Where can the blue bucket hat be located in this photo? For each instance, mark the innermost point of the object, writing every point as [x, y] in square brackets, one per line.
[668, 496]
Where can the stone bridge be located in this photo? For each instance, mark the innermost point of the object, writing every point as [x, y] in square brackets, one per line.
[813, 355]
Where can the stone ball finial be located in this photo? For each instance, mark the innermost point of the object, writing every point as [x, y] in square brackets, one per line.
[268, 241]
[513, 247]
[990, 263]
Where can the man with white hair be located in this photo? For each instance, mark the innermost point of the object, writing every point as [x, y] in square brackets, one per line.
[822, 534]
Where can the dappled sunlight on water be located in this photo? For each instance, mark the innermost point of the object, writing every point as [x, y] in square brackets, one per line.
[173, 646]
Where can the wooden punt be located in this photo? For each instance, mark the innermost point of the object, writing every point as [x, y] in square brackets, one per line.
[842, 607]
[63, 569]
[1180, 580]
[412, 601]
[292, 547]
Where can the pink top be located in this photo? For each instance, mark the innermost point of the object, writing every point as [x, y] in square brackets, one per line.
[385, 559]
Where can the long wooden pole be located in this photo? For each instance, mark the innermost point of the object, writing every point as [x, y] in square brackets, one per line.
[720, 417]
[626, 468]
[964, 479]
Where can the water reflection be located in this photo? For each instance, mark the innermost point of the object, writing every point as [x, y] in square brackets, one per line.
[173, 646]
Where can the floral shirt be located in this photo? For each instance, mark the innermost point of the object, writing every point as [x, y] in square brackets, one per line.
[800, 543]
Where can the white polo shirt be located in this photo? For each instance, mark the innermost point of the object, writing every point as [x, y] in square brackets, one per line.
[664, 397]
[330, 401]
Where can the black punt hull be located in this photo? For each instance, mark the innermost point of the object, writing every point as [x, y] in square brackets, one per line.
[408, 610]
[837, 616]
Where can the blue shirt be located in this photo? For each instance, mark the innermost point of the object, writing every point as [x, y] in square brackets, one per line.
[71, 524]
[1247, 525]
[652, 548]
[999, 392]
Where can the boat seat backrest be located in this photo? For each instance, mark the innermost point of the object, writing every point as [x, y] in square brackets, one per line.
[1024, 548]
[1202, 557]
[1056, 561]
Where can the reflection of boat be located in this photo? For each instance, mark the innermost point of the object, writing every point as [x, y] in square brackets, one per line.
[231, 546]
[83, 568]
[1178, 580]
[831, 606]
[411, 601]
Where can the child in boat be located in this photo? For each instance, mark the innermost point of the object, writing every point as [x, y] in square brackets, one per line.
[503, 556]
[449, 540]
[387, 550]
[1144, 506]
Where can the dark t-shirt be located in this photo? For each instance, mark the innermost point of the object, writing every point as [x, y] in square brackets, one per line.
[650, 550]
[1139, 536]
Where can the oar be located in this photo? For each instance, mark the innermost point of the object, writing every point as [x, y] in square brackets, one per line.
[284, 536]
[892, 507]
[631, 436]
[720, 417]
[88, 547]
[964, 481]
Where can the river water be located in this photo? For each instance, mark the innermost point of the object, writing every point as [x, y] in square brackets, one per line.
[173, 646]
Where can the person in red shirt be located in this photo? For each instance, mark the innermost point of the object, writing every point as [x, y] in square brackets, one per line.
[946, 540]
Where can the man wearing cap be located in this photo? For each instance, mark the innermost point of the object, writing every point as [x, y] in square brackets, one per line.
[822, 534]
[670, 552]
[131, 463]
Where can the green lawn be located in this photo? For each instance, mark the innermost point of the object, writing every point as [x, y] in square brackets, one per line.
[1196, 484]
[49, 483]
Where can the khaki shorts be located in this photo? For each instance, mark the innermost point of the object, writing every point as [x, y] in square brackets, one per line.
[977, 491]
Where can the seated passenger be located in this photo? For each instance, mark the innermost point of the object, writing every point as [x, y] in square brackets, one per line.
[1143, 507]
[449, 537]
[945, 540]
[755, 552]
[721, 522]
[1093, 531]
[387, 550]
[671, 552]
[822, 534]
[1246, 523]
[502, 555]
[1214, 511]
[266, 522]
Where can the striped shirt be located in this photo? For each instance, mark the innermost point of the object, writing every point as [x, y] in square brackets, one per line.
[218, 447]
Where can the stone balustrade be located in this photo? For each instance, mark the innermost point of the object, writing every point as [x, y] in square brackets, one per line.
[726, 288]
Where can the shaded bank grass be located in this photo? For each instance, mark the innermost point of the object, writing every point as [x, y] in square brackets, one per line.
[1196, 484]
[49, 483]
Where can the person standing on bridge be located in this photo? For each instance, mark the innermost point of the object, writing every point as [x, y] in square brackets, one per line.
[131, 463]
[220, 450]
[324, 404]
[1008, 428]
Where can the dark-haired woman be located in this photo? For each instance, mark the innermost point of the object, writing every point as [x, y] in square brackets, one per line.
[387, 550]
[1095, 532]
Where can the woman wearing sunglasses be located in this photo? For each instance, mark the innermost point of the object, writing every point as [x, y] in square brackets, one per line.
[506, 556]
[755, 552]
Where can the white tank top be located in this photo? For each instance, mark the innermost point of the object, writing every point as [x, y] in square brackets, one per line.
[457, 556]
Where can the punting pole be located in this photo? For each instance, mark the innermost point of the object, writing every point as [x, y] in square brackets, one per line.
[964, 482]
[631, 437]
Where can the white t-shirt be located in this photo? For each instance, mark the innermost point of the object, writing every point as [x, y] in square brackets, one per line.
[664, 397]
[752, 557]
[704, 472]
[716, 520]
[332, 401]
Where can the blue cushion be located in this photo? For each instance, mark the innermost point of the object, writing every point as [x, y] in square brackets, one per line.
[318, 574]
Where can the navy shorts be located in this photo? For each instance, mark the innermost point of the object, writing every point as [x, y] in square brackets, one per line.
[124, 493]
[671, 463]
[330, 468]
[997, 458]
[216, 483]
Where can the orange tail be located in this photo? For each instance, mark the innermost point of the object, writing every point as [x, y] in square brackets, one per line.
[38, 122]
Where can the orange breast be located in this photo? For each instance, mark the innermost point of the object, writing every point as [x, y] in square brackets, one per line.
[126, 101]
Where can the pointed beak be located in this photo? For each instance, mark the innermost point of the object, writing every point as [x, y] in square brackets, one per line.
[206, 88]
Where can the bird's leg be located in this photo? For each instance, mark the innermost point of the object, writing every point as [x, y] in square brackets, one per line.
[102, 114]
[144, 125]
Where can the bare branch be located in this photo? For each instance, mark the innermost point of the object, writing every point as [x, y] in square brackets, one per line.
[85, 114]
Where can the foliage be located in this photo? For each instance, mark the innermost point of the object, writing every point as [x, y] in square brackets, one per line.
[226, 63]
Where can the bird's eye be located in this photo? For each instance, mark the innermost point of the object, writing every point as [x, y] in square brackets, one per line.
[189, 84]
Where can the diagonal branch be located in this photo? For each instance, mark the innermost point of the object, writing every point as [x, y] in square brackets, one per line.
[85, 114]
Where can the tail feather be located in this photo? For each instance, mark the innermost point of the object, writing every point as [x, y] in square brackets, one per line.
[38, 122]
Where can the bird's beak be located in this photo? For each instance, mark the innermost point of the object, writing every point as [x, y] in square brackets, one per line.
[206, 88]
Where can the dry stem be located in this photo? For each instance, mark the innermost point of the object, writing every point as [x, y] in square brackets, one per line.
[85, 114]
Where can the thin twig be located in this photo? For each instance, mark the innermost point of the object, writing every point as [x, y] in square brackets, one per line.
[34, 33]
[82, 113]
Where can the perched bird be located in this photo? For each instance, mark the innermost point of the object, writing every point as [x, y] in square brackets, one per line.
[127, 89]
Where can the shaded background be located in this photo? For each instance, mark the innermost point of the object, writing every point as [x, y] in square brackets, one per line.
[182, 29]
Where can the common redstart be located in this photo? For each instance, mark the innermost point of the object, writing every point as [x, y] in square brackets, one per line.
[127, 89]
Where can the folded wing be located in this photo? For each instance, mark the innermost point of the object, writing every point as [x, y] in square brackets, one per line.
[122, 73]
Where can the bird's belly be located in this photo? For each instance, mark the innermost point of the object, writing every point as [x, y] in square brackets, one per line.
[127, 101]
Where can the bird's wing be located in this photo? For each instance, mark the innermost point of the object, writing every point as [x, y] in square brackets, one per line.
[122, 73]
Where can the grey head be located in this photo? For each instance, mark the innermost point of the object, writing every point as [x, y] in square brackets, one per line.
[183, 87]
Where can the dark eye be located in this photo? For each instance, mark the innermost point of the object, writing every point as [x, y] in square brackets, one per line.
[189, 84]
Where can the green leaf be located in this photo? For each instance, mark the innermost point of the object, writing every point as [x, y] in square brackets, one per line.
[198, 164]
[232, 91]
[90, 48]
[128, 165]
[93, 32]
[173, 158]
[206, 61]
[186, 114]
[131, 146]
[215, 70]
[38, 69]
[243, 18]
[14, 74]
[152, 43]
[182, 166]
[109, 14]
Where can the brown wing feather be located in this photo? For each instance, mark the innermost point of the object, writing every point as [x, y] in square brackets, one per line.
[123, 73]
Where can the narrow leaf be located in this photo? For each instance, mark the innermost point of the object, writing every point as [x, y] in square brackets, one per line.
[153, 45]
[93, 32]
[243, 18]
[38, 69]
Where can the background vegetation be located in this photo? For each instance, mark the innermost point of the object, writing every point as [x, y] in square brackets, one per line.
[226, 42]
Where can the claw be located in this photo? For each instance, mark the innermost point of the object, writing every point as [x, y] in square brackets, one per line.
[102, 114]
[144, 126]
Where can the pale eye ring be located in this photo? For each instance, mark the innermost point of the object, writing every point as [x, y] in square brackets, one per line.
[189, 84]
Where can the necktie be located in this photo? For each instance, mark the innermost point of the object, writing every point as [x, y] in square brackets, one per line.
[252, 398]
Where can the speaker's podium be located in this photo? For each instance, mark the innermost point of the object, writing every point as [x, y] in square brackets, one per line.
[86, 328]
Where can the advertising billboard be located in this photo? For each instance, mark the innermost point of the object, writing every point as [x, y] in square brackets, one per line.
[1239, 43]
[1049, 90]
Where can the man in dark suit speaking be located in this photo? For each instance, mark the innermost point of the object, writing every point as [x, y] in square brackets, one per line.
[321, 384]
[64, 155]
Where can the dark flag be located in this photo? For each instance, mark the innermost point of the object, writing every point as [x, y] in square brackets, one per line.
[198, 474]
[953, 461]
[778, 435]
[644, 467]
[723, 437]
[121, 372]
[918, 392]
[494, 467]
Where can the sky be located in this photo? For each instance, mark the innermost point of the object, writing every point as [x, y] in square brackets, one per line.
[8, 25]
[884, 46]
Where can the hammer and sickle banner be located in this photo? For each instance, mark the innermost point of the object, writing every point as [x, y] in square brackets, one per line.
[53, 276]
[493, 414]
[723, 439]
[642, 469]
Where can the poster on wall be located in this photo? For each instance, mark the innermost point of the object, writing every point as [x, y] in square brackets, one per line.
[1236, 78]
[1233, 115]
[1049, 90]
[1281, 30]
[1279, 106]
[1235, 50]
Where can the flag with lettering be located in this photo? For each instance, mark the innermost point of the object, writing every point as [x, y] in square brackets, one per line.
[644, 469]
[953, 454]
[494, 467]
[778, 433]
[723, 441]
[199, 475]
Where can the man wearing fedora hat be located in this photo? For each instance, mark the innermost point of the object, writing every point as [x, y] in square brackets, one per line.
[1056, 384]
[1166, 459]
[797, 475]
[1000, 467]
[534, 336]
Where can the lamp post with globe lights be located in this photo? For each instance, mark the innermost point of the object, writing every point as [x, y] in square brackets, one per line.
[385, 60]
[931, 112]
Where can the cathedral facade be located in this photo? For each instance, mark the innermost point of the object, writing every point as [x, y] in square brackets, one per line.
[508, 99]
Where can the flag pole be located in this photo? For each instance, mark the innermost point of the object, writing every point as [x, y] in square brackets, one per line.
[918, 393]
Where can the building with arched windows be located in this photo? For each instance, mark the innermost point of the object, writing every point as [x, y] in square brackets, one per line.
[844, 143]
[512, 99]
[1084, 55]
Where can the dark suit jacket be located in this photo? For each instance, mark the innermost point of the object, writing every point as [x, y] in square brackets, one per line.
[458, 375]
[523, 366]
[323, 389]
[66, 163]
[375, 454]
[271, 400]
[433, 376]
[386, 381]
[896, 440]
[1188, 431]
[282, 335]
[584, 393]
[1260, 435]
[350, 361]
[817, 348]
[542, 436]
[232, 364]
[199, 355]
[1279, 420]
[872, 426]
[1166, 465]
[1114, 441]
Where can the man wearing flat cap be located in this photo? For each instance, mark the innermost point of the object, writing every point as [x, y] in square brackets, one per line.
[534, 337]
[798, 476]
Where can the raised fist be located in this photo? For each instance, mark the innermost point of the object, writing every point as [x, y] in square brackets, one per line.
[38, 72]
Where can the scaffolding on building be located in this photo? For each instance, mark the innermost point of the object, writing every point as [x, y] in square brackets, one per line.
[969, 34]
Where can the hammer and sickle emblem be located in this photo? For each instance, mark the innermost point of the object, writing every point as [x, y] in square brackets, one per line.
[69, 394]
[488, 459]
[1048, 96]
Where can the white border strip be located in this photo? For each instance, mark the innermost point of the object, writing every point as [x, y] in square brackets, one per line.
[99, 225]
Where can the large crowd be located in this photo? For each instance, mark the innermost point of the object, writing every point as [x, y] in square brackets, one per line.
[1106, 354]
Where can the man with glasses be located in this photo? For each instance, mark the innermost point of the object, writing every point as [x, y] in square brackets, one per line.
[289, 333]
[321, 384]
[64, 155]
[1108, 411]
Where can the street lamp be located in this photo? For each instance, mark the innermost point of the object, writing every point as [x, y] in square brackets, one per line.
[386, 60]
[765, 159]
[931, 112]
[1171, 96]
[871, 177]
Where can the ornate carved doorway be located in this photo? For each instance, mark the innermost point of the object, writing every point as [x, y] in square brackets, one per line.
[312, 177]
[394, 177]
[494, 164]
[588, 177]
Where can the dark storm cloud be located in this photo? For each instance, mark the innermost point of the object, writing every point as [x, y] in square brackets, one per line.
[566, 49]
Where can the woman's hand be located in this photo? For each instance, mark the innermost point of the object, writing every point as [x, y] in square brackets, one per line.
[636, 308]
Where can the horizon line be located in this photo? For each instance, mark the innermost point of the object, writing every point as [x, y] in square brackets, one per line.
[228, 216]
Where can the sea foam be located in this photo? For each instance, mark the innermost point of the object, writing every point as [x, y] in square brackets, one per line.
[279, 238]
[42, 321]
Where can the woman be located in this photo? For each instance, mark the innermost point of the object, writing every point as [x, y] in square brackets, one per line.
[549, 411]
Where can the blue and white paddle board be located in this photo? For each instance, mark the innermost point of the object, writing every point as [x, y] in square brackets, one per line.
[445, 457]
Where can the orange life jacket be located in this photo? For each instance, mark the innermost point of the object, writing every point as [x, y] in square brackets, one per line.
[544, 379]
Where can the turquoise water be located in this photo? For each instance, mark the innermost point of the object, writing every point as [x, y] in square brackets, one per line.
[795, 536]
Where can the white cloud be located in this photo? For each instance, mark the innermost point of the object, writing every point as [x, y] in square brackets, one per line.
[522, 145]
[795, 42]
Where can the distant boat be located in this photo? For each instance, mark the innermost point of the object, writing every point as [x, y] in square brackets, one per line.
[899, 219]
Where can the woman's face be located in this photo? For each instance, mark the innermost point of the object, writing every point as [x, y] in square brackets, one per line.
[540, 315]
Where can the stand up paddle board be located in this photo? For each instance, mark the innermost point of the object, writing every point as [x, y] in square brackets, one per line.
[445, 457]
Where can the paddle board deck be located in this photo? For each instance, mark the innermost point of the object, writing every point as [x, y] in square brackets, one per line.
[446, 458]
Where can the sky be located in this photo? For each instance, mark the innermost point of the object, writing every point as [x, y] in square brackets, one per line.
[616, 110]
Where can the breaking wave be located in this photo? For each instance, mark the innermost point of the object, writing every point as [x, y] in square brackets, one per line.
────────────────────────────────────────
■ WHAT IS EXPECTED ■
Quote the lines of the listing above that run from the line with "Where can the distant" through its last line, both included, and nothing else.

■ RESULT BELOW ■
Where can the distant boat be located in this photo? For each instance, mark the innermost point of the object, writing every point as [x, y] in square brackets, one per line.
[899, 219]
Where can the woman's face be located in this photo? For each instance, mark the innermost point of the object, writing every point as [x, y] in square brackets, one per line.
[540, 315]
Where can the stand up paddle board be located in this photo? For each instance, mark the innermost point of the object, writing every point as [x, y] in square brackets, one per line.
[445, 457]
Where can the paddle board deck be located in this photo? For each instance, mark the innermost point of the object, writing every point as [x, y] in square brackets, one per line.
[446, 458]
Where can the sky be located in this photo? For each instance, mark the innermost point of the object, writing every point as [x, y] in square brackets, one per line.
[616, 110]
Where can the breaking wave be located in this photo? For each instance, mark the innermost point of the object, writing every point as [x, y] in square brackets, one per line.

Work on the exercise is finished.